* **TASK PROMPT**
Please rewrite the records from the line with "Study the picture above. For each instance of the white" through the end of the records, replacing "jersey" with "shirt" and leaving everything else unchanged.

--- BEGIN EXERCISE MATERIALS ---

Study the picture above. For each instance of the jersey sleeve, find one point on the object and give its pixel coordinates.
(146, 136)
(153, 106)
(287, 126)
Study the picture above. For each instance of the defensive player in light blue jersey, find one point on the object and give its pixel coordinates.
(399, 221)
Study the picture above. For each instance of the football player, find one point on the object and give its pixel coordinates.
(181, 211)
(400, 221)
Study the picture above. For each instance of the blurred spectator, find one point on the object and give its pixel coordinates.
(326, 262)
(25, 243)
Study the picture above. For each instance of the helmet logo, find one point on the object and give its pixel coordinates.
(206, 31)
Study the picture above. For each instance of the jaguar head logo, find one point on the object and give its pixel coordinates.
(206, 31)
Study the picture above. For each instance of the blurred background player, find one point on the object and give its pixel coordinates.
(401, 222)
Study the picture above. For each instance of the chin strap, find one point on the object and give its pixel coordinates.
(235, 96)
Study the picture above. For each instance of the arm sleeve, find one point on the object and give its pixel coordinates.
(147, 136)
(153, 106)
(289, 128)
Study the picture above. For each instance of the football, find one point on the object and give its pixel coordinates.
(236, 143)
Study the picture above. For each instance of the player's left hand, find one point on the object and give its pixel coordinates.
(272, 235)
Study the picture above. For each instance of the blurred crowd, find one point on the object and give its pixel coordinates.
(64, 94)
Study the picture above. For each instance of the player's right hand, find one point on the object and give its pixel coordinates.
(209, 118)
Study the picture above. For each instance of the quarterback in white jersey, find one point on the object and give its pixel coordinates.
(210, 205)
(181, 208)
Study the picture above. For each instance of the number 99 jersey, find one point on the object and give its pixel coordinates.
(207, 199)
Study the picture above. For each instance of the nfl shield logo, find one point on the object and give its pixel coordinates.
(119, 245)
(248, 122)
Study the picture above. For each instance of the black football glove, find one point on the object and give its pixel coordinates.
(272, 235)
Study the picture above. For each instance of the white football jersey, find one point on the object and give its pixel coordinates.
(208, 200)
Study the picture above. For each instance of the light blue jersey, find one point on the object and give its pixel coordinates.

--- END EXERCISE MATERIALS ---

* **EXPECTED OUTPUT**
Study the picture above. For each instance of the white football shirt, find one point on the object and give its pixel coordinates.
(208, 200)
Study the picture above. For each instance of the light blue shirt, find one point on the object and give its pixel coordinates.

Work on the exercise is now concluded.